▶ Assignment
Write out every record below exactly, leaving the pictures out.

▶ Records to process

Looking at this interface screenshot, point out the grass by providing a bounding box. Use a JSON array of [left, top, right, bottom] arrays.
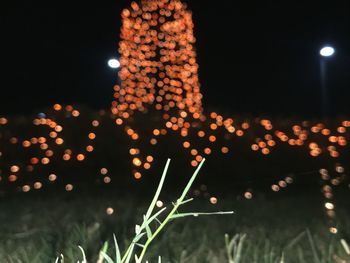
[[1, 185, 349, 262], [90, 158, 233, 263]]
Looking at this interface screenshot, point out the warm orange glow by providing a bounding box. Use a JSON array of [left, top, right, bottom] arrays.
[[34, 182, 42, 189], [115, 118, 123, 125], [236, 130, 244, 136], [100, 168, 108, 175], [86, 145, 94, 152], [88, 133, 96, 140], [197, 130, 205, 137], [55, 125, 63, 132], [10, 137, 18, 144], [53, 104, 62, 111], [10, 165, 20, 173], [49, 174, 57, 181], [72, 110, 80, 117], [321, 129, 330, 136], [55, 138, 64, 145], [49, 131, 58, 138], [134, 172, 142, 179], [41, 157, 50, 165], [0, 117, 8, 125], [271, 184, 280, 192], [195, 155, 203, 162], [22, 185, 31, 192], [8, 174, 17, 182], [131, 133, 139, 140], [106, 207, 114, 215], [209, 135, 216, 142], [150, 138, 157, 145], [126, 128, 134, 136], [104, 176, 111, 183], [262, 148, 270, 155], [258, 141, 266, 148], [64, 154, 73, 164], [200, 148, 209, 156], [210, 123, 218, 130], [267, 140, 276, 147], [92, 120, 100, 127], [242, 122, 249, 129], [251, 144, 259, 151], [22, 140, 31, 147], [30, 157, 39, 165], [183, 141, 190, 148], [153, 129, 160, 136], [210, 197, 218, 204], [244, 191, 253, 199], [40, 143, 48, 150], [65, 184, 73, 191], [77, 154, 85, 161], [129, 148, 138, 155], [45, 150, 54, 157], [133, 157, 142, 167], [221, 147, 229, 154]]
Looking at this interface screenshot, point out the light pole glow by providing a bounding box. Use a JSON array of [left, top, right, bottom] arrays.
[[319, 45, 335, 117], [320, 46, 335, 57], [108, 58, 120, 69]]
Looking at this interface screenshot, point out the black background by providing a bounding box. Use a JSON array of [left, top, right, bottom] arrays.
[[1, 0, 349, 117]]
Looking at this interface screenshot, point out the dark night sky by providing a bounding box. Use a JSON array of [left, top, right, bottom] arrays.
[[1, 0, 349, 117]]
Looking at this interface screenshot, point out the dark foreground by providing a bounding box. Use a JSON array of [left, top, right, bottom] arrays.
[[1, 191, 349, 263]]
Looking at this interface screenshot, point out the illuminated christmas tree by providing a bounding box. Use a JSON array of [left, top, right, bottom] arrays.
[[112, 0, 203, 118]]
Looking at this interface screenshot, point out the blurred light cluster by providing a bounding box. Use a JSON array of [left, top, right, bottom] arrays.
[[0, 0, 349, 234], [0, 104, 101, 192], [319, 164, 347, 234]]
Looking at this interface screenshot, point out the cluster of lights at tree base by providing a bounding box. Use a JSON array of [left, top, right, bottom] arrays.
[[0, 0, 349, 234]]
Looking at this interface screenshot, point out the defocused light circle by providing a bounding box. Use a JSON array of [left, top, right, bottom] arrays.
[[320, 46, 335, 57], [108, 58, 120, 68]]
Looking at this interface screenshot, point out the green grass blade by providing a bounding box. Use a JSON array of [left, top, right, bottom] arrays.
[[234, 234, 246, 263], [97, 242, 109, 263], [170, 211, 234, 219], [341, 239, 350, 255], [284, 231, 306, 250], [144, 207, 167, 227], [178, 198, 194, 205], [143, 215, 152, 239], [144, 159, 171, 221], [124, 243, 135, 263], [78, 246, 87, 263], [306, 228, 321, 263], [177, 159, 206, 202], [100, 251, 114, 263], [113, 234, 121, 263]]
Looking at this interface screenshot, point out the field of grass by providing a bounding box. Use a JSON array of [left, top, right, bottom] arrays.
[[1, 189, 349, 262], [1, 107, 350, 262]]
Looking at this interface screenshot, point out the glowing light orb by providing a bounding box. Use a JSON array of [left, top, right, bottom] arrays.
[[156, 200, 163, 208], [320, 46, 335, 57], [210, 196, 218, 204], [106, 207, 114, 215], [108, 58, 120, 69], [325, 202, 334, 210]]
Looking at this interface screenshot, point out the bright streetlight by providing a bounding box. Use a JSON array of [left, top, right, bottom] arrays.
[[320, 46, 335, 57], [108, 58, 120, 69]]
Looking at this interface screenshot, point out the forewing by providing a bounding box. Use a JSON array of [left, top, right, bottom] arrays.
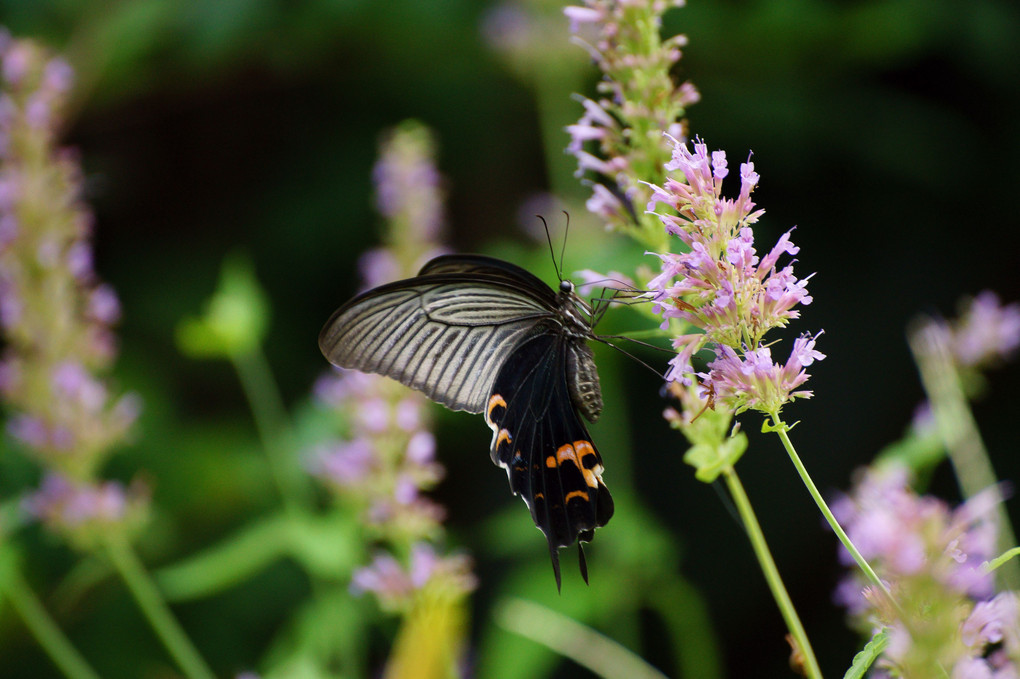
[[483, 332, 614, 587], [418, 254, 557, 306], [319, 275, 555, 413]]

▶ The completed task
Looking at this interface screenshot, point out the grass by providing a bounding box. Use a JSON array of [left, top, right, bottom] arrays.
[[1, 185, 349, 262], [90, 158, 233, 263]]
Looking at this interface screenshot, point out the warm orange glow by providing a bounding box. Use a JSON array of [left, top, right, bottom] arrays.
[[34, 182, 42, 189], [115, 118, 123, 125], [236, 130, 244, 136], [100, 168, 108, 175], [86, 145, 94, 152], [88, 133, 96, 140], [197, 130, 205, 137], [55, 125, 63, 132], [10, 137, 18, 144], [53, 104, 62, 111], [10, 165, 20, 173], [49, 174, 57, 181], [72, 110, 80, 117], [321, 129, 330, 136], [55, 138, 64, 145], [49, 131, 58, 138], [134, 172, 142, 179], [41, 157, 50, 165], [0, 117, 8, 125], [271, 184, 280, 192], [195, 155, 203, 162], [22, 185, 31, 192], [8, 174, 17, 182], [131, 133, 139, 140], [106, 207, 114, 215], [209, 135, 216, 142], [150, 138, 157, 145], [126, 128, 134, 136], [104, 176, 111, 183], [262, 148, 270, 155], [258, 141, 266, 148], [64, 154, 73, 164], [200, 148, 209, 156], [210, 123, 218, 130], [267, 140, 276, 147], [92, 120, 100, 127], [242, 122, 249, 129], [251, 144, 259, 151], [22, 140, 31, 147], [30, 157, 39, 165], [183, 141, 190, 148], [153, 129, 160, 136], [210, 197, 218, 204], [244, 191, 253, 199], [40, 143, 48, 150], [65, 184, 73, 191], [77, 154, 85, 161], [129, 148, 138, 155], [45, 150, 54, 157], [133, 157, 142, 167], [221, 147, 229, 154]]
Looking at this interface screenshot, point out the light pole glow by providing a bounding box. Use a JSON array of [left, top, right, bottom] arrays.
[[319, 45, 335, 117], [320, 46, 335, 57], [108, 58, 120, 69]]
Looking at this interface screenshot, point out the black background by providing a bounding box. Use a JSON array of [left, top, right, bottom] arrays.
[[1, 0, 349, 117]]
Looking at this interface screenshot, point out the dark night sky by providing a bounding box. Use a JSON array of [left, top, right, bottom] arrays.
[[1, 0, 349, 117]]
Looking at this interface screenshot, point out the dark foreground by providing a bounding box. Use a JSON array of [left, top, right, bottom] arrays.
[[1, 191, 349, 263]]
Looking at this interface screenshot, point out the illuminated christmas tree by providing a bounding box. Use a JSON array of [left, top, right, bottom] arrays.
[[112, 0, 203, 118]]
Looking at this interface screenshot, point out the blurred light cluster by providing a bounding box. Use a JSON array of [left, top, right, bottom] arrays.
[[0, 0, 349, 234], [0, 104, 101, 192], [319, 164, 347, 234]]
Looking at this interface screenshot, point out the cluster of lights at tree base by providing a bounding box. Use a JSON array of [left, top, right, bottom] arrays.
[[0, 0, 349, 234]]
Looking at this interface screenshot, point out the defocused light circle by providing a bounding box. Use a JSON array of [left, top, right, bottom] arrays.
[[320, 46, 335, 57], [108, 58, 120, 68]]
Looking at this interface screenshot, point out the green grass blade by providing a bounding box. Use a JSON array of [left, top, right, bottom] arrays.
[[234, 234, 246, 263], [97, 242, 109, 263], [170, 211, 234, 219], [341, 239, 350, 255], [284, 231, 306, 250], [144, 207, 167, 227], [178, 198, 194, 205], [143, 215, 152, 239], [144, 159, 171, 221], [124, 243, 135, 263], [78, 246, 87, 263], [306, 228, 321, 263], [177, 159, 206, 202], [100, 251, 114, 263], [113, 234, 121, 263]]
Looking at this interface screenshot, point out the field of grass by providing a bounding box. Use a JSON array of [left, top, right, bottom] arrays.
[[1, 189, 349, 262], [1, 107, 350, 262]]
Looking at this interface screenshot, point out the glowing light orb by providing a bounding box. Use a JSON array of [left, top, right, bottom] arrays.
[[156, 200, 163, 208], [320, 46, 335, 57], [210, 196, 218, 204], [106, 207, 114, 215], [108, 58, 120, 69], [325, 202, 334, 210]]
Looking at this interface screenshot, point out the bright streetlight by providing a bounding box. Use a JSON array of [left, top, right, bottom] arrays.
[[320, 46, 335, 57], [108, 58, 120, 69]]
Looking at this interface screenshot, point out the forewing by providing a bounding box. Use a JSON array of [left, top, right, bottom] arrays.
[[483, 332, 614, 587], [418, 254, 557, 306], [319, 275, 555, 413]]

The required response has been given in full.